> **Document segment**:
# # # #

4. Be Careful of Hard Inquiries

When you apply for a new credit card or loan, you create a hard inquiry on your credit report. The financial institution that you are applying with will run a credit history check to see how you have done in the past with making payments. Each time this happens, you will see your credit score lower–even if you get approved. These hard inquiries will show up on your credit history for about two years. So, you should do some research to see if you have a good shot of being approved.

Before applying for several different credit cards or applying for an auto loan, see the requirements to qualify for acceptance. Most financial institutions are open and clear about who they approve for each credit card or loan type. Find this information and eliminate the ones you are uncertain if you would be approved for. This will help you to only have one hard inquiry on your report, as you get approved after the first application. On the other hand, if you know you will be applying for a loan in the next year or two, avoid making a hard inquiry as much as possible. This will keep your credit score high and will increase your chances of getting approved for your loan.

# # # #

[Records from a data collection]
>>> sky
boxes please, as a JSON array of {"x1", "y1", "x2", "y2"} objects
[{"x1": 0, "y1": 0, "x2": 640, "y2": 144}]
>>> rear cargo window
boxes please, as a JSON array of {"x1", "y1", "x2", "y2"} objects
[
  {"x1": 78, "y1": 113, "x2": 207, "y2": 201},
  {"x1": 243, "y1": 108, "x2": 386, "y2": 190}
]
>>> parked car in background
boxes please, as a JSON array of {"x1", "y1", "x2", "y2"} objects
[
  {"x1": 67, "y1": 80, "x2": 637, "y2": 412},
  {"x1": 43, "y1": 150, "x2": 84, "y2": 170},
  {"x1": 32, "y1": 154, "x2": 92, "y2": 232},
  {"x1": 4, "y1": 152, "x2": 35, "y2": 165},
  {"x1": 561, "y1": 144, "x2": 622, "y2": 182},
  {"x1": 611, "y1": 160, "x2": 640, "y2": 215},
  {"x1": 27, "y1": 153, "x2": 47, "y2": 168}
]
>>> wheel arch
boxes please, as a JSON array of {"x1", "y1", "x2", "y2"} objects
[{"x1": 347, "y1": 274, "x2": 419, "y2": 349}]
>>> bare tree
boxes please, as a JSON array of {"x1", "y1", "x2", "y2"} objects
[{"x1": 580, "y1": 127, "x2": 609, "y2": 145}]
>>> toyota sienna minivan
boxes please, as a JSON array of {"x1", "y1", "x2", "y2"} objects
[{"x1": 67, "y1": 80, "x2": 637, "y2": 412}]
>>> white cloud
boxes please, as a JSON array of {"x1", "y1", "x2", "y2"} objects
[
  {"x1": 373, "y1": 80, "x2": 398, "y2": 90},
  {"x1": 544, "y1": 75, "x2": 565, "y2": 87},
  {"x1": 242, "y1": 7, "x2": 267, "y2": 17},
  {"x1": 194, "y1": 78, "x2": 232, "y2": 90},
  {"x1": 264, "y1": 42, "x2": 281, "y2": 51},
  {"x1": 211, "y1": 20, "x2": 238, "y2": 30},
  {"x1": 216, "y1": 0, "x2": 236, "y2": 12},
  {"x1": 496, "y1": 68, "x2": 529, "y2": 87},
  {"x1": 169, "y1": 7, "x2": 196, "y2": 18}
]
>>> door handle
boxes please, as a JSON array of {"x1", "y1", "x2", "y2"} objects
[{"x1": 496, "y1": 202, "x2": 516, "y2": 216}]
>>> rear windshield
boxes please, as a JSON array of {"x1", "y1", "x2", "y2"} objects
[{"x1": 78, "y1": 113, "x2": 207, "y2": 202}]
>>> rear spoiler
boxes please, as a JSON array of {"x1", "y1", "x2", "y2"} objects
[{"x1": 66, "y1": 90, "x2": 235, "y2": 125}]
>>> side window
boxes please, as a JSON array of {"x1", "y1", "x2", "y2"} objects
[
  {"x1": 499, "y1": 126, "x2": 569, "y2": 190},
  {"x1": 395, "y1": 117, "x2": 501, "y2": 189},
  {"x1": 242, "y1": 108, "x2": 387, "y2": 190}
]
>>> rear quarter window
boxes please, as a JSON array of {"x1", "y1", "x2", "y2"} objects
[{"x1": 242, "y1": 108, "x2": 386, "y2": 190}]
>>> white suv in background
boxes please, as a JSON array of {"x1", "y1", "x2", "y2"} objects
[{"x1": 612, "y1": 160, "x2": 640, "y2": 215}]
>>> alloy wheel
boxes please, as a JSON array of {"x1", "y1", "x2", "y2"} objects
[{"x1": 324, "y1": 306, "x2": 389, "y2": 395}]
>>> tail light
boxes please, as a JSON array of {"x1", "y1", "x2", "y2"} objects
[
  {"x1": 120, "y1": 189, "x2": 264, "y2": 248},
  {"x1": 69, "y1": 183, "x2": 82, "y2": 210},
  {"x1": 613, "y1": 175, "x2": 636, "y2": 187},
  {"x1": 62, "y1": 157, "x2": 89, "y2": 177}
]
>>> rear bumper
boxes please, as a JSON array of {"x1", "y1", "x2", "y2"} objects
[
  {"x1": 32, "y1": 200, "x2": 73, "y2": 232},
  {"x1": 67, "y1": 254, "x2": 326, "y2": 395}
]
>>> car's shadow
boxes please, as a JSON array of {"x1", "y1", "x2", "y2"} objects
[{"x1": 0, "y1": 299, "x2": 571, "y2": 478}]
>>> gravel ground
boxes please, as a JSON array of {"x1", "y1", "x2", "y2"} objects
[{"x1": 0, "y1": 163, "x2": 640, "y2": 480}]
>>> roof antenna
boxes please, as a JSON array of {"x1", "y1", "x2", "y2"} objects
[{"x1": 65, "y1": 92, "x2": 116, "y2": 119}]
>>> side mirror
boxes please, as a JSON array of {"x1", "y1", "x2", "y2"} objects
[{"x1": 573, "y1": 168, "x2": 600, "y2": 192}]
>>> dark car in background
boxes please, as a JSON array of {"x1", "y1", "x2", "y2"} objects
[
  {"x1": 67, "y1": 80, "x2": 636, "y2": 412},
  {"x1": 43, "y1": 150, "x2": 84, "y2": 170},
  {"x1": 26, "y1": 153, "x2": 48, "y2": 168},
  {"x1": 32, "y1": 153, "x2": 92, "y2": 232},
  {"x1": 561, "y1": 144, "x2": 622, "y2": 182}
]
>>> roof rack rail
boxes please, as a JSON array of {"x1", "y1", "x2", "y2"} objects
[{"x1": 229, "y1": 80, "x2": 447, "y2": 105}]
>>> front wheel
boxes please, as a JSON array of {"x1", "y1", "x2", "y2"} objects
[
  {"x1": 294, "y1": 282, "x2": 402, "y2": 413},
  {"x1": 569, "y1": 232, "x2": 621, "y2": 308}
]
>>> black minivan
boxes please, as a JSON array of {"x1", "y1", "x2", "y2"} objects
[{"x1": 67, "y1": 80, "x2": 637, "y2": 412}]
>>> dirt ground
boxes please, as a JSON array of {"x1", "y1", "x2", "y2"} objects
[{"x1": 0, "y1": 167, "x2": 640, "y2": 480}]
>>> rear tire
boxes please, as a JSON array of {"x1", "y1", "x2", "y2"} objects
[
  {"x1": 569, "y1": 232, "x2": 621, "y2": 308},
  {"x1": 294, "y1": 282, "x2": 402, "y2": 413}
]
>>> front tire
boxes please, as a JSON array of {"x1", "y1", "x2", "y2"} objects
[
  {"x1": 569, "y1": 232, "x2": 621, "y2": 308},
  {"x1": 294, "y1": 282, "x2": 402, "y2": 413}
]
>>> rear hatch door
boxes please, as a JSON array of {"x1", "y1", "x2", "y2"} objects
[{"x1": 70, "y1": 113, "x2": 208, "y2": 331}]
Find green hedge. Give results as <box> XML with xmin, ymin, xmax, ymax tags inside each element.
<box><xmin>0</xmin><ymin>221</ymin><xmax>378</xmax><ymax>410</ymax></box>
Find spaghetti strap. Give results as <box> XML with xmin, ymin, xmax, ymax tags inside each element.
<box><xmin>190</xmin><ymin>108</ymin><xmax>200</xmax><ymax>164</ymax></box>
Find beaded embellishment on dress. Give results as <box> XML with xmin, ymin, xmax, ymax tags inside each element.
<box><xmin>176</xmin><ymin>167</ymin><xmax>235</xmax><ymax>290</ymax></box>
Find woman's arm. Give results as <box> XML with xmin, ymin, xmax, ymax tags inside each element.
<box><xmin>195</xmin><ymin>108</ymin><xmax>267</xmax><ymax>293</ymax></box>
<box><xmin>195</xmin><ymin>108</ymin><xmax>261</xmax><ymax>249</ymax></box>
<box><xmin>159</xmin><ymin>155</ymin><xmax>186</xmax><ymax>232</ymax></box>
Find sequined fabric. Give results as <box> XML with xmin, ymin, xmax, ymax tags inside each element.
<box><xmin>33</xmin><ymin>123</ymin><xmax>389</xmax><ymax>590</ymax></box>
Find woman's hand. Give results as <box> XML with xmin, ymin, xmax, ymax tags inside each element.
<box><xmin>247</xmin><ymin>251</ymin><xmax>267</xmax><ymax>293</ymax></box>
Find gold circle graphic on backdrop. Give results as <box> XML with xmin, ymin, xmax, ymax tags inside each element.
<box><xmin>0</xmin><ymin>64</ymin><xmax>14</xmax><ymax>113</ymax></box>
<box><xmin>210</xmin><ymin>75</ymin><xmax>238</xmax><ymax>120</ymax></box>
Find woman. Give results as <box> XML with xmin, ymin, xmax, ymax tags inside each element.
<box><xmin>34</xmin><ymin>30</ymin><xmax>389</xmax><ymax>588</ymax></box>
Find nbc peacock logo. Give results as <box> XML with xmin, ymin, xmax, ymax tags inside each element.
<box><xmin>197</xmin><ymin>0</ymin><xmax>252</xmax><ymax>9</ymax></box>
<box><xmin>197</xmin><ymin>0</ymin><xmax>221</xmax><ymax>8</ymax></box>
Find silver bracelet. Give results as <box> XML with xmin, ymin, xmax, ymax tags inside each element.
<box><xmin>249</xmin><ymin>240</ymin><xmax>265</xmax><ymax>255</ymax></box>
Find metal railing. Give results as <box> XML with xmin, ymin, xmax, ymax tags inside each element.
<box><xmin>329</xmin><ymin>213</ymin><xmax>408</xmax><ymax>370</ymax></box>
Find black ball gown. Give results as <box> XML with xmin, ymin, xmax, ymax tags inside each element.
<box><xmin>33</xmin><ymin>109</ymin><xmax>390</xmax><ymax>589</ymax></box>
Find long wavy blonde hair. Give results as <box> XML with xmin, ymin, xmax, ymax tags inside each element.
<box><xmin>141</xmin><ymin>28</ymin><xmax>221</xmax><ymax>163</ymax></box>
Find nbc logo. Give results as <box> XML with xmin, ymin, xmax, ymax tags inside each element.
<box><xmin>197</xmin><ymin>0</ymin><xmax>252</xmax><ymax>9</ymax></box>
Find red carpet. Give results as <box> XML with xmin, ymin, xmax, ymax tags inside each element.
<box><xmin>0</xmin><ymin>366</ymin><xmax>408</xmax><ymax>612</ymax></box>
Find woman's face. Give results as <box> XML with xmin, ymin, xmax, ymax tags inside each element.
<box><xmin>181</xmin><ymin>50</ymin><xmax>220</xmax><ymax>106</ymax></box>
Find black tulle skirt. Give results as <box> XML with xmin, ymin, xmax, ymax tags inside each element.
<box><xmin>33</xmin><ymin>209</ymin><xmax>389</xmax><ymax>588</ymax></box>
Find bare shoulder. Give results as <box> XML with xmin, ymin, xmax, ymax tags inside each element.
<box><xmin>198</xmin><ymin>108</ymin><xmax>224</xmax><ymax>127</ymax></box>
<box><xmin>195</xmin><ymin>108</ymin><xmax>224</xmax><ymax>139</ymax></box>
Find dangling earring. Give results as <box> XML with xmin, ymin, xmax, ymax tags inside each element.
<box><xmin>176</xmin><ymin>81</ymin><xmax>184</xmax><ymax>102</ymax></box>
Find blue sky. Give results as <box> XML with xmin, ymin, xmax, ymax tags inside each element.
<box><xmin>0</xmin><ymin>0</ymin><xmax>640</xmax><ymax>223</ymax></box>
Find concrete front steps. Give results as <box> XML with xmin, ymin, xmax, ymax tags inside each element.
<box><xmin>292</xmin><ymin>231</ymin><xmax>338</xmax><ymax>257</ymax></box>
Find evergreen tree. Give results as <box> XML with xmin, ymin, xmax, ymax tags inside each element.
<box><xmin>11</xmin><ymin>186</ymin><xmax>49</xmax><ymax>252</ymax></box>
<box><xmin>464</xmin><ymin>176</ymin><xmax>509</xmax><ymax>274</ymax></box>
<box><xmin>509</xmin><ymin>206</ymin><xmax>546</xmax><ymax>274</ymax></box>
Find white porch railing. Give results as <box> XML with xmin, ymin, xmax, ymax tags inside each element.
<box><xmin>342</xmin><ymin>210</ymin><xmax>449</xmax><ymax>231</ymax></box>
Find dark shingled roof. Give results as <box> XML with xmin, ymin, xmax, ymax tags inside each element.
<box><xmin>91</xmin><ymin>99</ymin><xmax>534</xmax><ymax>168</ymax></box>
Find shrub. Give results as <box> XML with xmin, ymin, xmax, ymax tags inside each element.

# # # #

> **Set tasks**:
- 1) Retype the passage on hard inquiries between "Before applying for" and "for your loan.", inclusive.
- 2) Write what comes next in the passage on hard inquiries, starting after its final sentence.
None of the rows are needed.

> **Outputs for the tasks**:
- 1)
Before applying for several different credit cards or applying for an auto loan, see the requirements to qualify for acceptance. Most financial institutions are open and clear about who they approve for each credit card or loan type. Find this information and eliminate the ones you are uncertain if you would be approved for. This will help you to only have one hard inquiry on your report, as you get approved after the first application. On the other hand, if you know you will be applying for a loan in the next year or two, avoid making a hard inquiry as much as possible. This will keep your credit score high and will increase your chances of getting approved for your loan.

- 2)
5. Keep Unused Credit Cards Open

Something that many people don’t know is that keeping unused credit card accounts open can be beneficial for their credit score. When you have a credit limit on one credit card but have no balance, your credit utilization rate will be lower. So, if your credit card has no annual fees, it may be a good idea to keep your old credit card around.

Raising Your Credit Score

As you set out on the journey of raising your credit score in 2020, keep in mind that your score will not increase overnight. While practicing techniques like paying your debts on time and maintaining a lower credit utilization will have a positive effect on your credit score, it will still take time and consistency to achieve and maintain a great credit score.

Navigating your finances can be difficult, especially when combined with your daily responsibilities to your career, your family, and your own well-being. If you ever need help on your financial journey, contact us at Dayton & Sydney WSG and our professionals will be glad to discuss your options when it comes to retirement planning, investing, life insurance, and more!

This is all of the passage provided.